§ **Required work**:
Your answer should be the lines below from the one holding "Target: church interior" through the one holding "Target: arched niche top", copied exactly and with nothing else.

§ **Image-grounded pointing data**:
"""
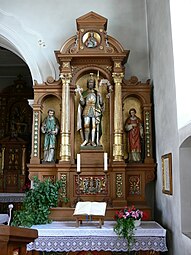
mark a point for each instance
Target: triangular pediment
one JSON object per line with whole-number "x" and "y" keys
{"x": 91, "y": 19}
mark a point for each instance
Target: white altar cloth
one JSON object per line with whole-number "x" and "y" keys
{"x": 65, "y": 236}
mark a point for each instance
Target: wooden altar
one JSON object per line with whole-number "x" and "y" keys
{"x": 123, "y": 182}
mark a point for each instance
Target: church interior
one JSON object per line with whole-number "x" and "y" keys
{"x": 94, "y": 94}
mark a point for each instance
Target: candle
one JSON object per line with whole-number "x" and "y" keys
{"x": 105, "y": 161}
{"x": 78, "y": 163}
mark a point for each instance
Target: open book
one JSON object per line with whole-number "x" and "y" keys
{"x": 90, "y": 208}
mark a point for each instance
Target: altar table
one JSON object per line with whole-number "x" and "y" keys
{"x": 65, "y": 236}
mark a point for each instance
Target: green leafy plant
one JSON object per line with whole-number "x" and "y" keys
{"x": 125, "y": 223}
{"x": 37, "y": 203}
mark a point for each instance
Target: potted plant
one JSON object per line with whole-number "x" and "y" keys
{"x": 37, "y": 203}
{"x": 126, "y": 222}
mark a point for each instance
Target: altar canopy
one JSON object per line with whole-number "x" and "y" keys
{"x": 64, "y": 236}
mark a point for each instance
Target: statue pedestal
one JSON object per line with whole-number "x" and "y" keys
{"x": 92, "y": 156}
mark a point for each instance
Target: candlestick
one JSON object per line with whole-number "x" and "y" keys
{"x": 105, "y": 161}
{"x": 78, "y": 163}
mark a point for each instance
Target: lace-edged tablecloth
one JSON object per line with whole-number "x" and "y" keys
{"x": 65, "y": 236}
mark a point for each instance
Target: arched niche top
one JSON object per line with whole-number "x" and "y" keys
{"x": 91, "y": 44}
{"x": 112, "y": 46}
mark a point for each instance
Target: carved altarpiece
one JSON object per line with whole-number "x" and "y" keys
{"x": 124, "y": 182}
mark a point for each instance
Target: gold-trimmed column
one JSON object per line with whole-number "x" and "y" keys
{"x": 65, "y": 147}
{"x": 118, "y": 123}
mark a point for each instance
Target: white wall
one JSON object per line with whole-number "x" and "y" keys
{"x": 37, "y": 28}
{"x": 181, "y": 20}
{"x": 168, "y": 208}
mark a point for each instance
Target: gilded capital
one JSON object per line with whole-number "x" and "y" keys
{"x": 65, "y": 77}
{"x": 118, "y": 77}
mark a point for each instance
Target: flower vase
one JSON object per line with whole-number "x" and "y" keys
{"x": 137, "y": 223}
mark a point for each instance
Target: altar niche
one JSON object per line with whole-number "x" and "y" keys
{"x": 100, "y": 128}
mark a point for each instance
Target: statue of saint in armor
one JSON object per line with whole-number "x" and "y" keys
{"x": 90, "y": 111}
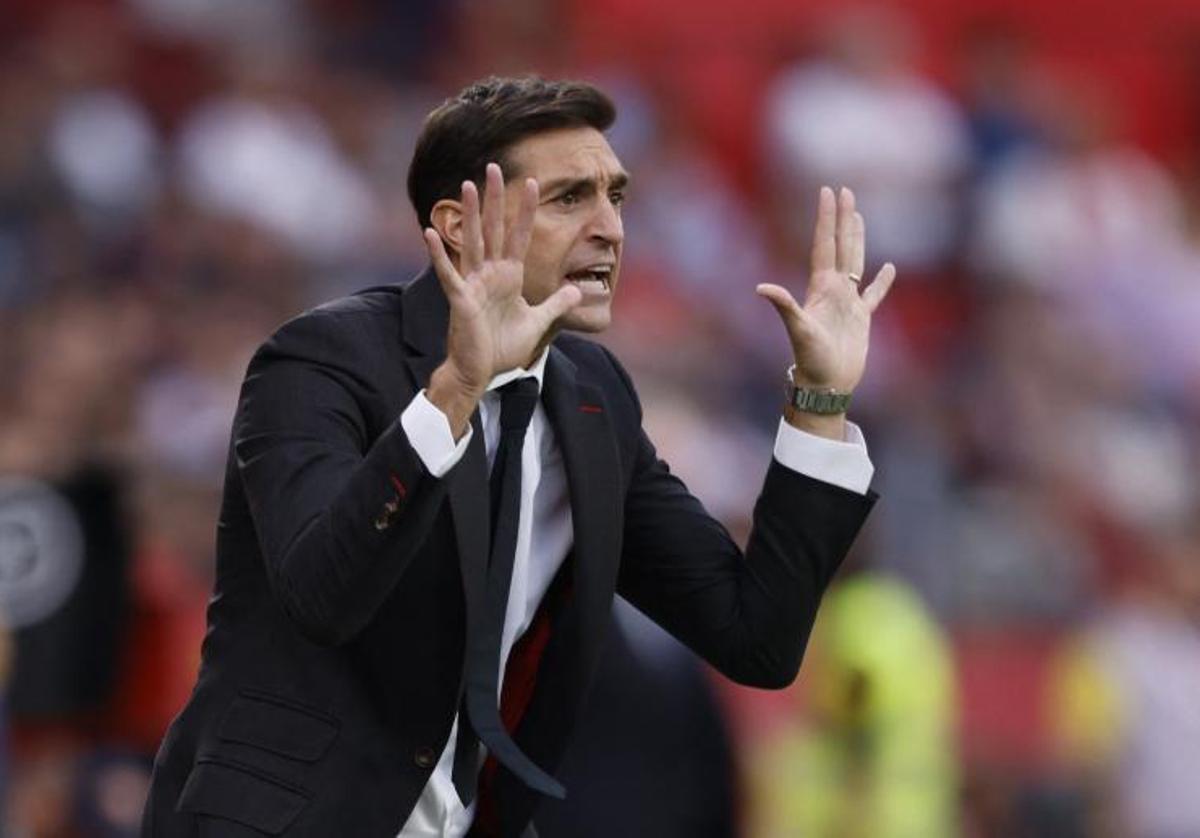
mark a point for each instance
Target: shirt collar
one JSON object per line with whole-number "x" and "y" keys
{"x": 537, "y": 370}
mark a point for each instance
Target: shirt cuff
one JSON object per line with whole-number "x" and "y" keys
{"x": 843, "y": 464}
{"x": 429, "y": 432}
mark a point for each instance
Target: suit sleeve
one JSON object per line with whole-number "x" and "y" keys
{"x": 339, "y": 516}
{"x": 750, "y": 616}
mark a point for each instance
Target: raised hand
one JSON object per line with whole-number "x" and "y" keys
{"x": 492, "y": 328}
{"x": 831, "y": 331}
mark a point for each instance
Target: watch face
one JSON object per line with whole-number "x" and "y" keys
{"x": 815, "y": 401}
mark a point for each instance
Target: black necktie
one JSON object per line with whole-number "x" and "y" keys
{"x": 479, "y": 717}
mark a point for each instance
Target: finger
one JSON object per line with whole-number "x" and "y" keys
{"x": 558, "y": 304}
{"x": 880, "y": 286}
{"x": 493, "y": 213}
{"x": 858, "y": 245}
{"x": 472, "y": 234}
{"x": 442, "y": 265}
{"x": 522, "y": 228}
{"x": 825, "y": 247}
{"x": 846, "y": 231}
{"x": 795, "y": 318}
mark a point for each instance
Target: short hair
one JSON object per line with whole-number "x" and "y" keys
{"x": 484, "y": 121}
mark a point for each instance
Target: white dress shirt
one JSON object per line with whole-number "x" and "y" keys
{"x": 545, "y": 509}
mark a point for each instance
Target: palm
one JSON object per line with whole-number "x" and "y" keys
{"x": 492, "y": 328}
{"x": 829, "y": 333}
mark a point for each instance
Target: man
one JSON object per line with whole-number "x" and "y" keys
{"x": 376, "y": 594}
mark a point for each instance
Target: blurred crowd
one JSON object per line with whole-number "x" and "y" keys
{"x": 1014, "y": 647}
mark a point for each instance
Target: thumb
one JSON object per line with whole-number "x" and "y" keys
{"x": 795, "y": 318}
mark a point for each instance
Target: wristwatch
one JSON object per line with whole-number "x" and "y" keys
{"x": 825, "y": 401}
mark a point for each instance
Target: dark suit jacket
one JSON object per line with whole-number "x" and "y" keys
{"x": 347, "y": 575}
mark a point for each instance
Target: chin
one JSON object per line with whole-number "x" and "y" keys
{"x": 589, "y": 319}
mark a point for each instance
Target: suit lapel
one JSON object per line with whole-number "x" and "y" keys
{"x": 426, "y": 313}
{"x": 583, "y": 429}
{"x": 579, "y": 414}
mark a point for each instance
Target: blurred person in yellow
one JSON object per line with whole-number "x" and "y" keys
{"x": 1123, "y": 696}
{"x": 399, "y": 644}
{"x": 874, "y": 754}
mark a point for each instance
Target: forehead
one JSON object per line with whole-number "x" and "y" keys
{"x": 564, "y": 153}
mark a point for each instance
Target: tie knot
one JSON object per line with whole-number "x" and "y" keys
{"x": 517, "y": 401}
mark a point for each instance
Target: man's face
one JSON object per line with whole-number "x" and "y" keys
{"x": 577, "y": 233}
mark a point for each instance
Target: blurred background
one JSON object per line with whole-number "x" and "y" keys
{"x": 1014, "y": 646}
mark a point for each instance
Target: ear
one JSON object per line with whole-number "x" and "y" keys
{"x": 447, "y": 219}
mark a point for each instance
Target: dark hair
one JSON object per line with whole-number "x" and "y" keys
{"x": 484, "y": 121}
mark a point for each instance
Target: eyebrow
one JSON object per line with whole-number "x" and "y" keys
{"x": 618, "y": 181}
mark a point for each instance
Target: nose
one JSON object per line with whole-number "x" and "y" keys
{"x": 606, "y": 225}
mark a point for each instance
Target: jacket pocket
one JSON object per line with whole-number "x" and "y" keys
{"x": 279, "y": 725}
{"x": 238, "y": 792}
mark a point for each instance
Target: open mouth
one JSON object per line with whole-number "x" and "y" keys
{"x": 594, "y": 280}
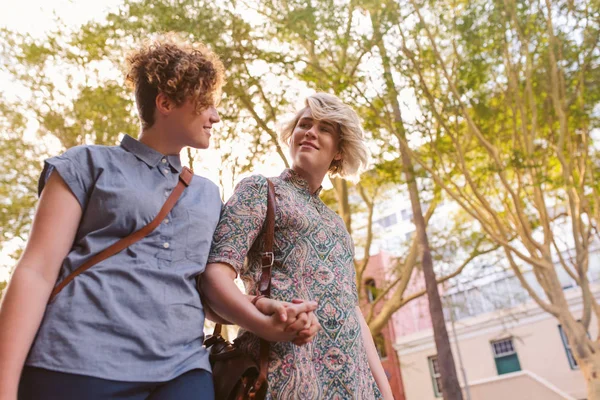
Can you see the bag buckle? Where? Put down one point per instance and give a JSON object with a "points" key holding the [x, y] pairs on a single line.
{"points": [[271, 258]]}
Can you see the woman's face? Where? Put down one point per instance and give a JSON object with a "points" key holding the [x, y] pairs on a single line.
{"points": [[193, 128], [315, 143]]}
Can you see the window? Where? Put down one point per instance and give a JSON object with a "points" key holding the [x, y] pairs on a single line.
{"points": [[505, 356], [436, 377], [371, 290], [380, 346], [567, 346], [388, 221]]}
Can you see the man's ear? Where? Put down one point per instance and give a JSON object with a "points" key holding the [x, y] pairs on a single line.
{"points": [[163, 104]]}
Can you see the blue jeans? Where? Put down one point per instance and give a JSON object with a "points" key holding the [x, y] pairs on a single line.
{"points": [[42, 384]]}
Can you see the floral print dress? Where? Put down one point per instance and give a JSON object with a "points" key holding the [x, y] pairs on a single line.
{"points": [[313, 261]]}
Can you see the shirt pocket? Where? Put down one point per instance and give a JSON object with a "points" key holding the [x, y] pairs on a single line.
{"points": [[201, 227]]}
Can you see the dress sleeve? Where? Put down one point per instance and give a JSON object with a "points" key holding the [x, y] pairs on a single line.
{"points": [[242, 219], [75, 167]]}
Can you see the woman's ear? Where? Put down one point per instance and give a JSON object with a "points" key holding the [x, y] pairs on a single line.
{"points": [[163, 104]]}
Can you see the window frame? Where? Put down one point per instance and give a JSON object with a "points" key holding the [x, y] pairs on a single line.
{"points": [[436, 377]]}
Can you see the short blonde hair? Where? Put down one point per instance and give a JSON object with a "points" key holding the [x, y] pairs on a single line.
{"points": [[355, 154]]}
"""
§ **Output of the exercise**:
Target: church interior
one JSON object per line with whole-number "x" and "y" keys
{"x": 94, "y": 94}
mark a point for each instance
Target: candle
one JSON object per line with whole-number "x" and "y" keys
{"x": 105, "y": 161}
{"x": 78, "y": 163}
mark a point for each instance
Target: open book
one JSON object per line with whole-number "x" and "y" keys
{"x": 90, "y": 208}
mark a point for each instance
Target: altar table
one JSON object per line with whole-number "x" and "y" keys
{"x": 65, "y": 236}
mark a point for each instance
Target: green leafy plant
one JSON object per line with whole-number "x" and "y" keys
{"x": 125, "y": 223}
{"x": 37, "y": 203}
mark a point for each instance
Target: potted plant
one JSON object per line with whole-number "x" and "y" keys
{"x": 37, "y": 203}
{"x": 126, "y": 222}
mark a point for each instance
Target: altar canopy
one JSON object per line with whole-number "x" and "y" keys
{"x": 64, "y": 236}
mark a point for each instance
Target: statue pedestal
one JSON object per line with whole-number "x" and "y" keys
{"x": 92, "y": 156}
mark a point for each instance
Target: candlestick
one JSON object per line with whole-number "x" and "y" keys
{"x": 105, "y": 161}
{"x": 78, "y": 163}
mark a point for each instance
Target: lace-edged tablecloth
one JSON object per line with whole-number "x" and "y" keys
{"x": 65, "y": 236}
mark a point for each instance
Target: arched niche top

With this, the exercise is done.